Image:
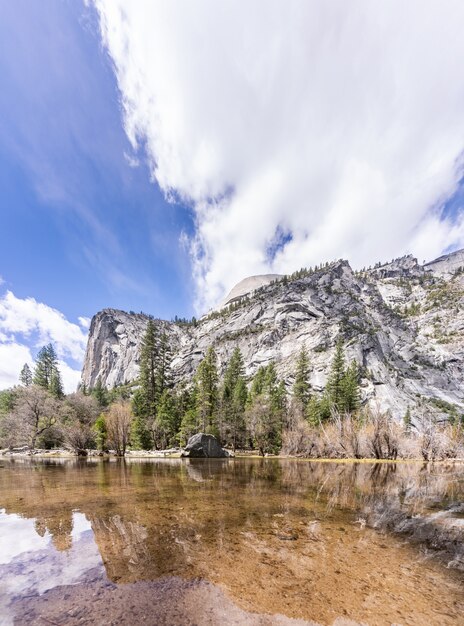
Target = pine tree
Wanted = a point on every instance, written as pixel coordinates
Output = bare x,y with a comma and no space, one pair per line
301,390
233,400
149,369
56,386
163,365
25,376
350,388
266,409
407,421
46,372
335,383
166,424
207,392
100,394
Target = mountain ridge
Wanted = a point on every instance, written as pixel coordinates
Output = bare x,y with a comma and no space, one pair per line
401,321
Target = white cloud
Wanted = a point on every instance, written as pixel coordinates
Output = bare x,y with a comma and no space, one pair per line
26,316
25,324
12,358
339,122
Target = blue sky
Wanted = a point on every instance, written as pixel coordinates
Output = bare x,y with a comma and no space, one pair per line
81,228
153,154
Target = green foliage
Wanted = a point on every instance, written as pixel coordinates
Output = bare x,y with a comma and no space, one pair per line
7,400
336,380
167,423
233,402
266,410
350,388
301,388
46,372
25,377
100,394
206,381
342,392
407,421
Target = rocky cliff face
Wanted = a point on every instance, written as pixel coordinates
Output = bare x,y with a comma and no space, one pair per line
403,322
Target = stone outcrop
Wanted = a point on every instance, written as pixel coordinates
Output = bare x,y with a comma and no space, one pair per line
201,446
403,322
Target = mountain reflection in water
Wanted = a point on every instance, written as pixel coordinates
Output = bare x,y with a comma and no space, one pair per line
277,536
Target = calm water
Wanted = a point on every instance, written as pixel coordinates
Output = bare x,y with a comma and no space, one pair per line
306,540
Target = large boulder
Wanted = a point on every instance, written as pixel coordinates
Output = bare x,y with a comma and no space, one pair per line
204,447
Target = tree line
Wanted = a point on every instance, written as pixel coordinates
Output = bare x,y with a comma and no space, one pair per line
153,413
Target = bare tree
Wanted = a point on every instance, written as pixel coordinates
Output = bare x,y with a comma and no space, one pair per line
35,412
118,423
79,414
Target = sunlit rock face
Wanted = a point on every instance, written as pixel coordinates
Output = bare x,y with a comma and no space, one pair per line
403,322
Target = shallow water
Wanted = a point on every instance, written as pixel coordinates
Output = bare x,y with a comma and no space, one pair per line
301,539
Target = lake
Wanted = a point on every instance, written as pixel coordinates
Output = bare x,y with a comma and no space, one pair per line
234,541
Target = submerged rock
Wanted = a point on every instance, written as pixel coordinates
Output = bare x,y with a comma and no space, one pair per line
204,446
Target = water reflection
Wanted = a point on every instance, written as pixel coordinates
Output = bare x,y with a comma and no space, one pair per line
278,536
34,560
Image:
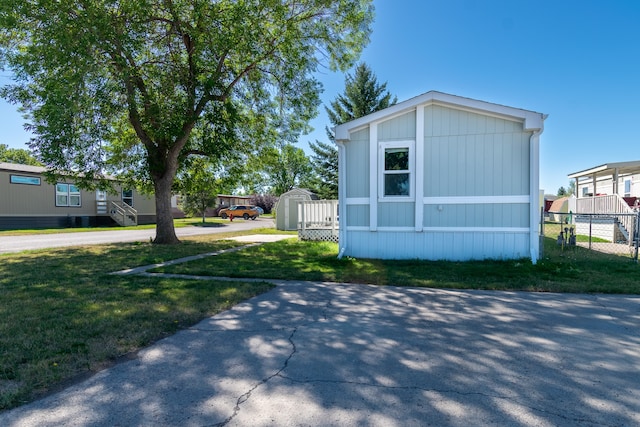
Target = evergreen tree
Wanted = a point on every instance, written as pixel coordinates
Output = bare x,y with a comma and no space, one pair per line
362,95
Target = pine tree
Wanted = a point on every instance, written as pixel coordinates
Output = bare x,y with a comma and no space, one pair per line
362,95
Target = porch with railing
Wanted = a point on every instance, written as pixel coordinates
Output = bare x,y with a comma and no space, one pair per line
123,214
614,208
318,220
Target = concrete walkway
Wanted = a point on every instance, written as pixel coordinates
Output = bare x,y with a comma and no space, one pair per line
324,354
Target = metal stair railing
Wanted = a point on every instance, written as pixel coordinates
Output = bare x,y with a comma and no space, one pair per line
123,214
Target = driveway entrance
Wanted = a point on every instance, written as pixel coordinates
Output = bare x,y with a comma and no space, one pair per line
357,355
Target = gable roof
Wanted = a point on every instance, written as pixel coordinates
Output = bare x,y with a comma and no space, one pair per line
531,119
609,169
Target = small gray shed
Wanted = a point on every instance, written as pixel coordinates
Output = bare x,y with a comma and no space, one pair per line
287,208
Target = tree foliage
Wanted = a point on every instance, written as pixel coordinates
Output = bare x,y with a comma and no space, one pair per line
362,95
199,183
136,87
17,155
324,161
286,167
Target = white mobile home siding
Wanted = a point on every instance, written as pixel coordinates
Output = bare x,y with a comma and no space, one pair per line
472,177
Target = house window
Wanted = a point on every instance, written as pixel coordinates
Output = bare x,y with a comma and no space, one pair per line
627,188
67,195
396,161
127,197
28,180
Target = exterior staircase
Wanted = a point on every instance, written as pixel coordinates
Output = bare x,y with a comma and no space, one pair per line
123,214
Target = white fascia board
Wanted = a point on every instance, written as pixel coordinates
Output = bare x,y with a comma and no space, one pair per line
531,119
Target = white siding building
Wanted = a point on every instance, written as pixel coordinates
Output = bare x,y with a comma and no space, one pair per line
440,177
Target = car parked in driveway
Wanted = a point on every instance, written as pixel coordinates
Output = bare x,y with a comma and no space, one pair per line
237,211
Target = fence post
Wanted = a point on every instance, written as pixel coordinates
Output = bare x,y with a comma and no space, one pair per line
636,236
590,234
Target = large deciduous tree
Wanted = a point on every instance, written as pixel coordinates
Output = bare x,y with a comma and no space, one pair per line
134,87
17,155
362,95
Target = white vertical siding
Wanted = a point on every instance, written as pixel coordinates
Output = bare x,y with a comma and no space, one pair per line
357,165
398,128
467,154
474,194
397,214
452,246
357,216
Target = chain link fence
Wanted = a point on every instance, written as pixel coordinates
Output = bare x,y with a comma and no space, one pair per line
609,233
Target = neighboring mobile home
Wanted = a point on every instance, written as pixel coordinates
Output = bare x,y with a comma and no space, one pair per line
622,178
440,177
29,201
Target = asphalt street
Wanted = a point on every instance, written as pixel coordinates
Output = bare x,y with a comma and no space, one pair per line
320,354
43,241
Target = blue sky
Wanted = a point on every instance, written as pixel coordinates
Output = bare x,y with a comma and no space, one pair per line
577,61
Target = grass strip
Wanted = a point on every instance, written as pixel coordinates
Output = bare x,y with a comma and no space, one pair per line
62,315
573,269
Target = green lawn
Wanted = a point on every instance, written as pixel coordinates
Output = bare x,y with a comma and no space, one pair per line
184,222
62,315
573,269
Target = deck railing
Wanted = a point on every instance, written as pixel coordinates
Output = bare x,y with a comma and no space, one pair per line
123,214
318,220
610,205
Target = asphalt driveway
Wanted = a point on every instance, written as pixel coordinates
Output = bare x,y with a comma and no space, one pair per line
314,354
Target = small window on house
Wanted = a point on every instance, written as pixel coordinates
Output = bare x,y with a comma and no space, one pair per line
627,188
396,171
28,180
127,197
68,195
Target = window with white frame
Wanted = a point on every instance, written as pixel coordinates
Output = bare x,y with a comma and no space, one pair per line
68,195
396,160
127,197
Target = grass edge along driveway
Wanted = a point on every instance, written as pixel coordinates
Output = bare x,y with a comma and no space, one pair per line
63,315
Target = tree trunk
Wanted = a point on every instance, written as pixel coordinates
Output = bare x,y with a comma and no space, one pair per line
165,231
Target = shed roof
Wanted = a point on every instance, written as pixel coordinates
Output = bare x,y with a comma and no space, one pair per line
608,169
301,192
531,119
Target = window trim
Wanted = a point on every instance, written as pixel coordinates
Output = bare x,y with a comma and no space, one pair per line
382,173
72,191
627,183
123,198
24,180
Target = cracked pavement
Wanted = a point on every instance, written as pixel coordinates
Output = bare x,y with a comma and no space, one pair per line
320,354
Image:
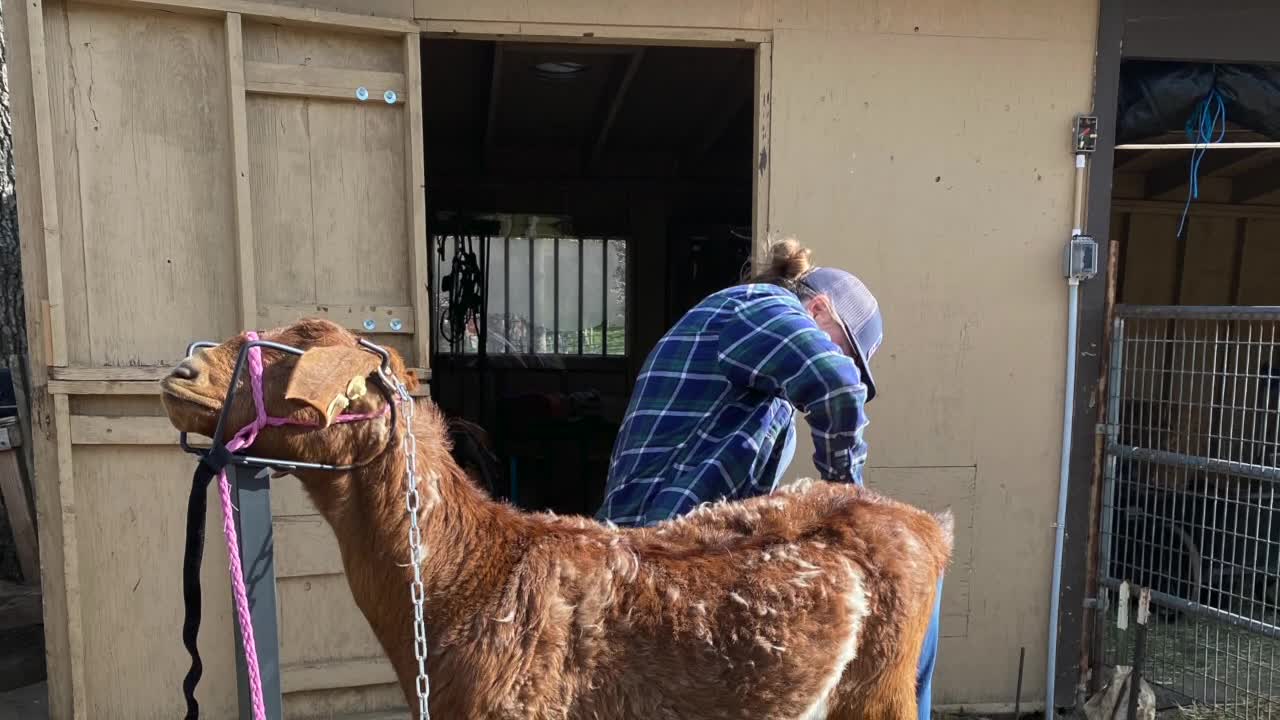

************

§ What you need to do
Rewrite the items starting at the line containing "Target = grass edge along driveway" and ending with the final item, replacing "pixel coordinates" with "image coordinates" and leaving everything else unchanged. Omit the pictures from your answer.

§ Result
Target = grass edge along driveway
Wanted = a point on every instance, written as image coordinates
Output = bare x,y with a comma and no space, one pair per line
63,315
Target = tree trunk
Wanted = a point on every instance, written as image coordinates
Output = bare x,y with a comma and no space, one pair per line
165,231
Target = shed roof
Wanted = a point on every instance, written as image coordinates
Output = bare x,y with a comma and no space, one pair per line
608,169
301,192
531,119
Target = window trim
Wanted = a point on every instance, written as image coordinates
Output = bare x,y with a comma and no space, one pair per line
382,173
72,191
627,183
123,198
24,180
Target = cracked pavement
Wanted = a point on every instance, written as image coordinates
Output = bare x,y with a comma and no space, one pair per line
320,354
Image:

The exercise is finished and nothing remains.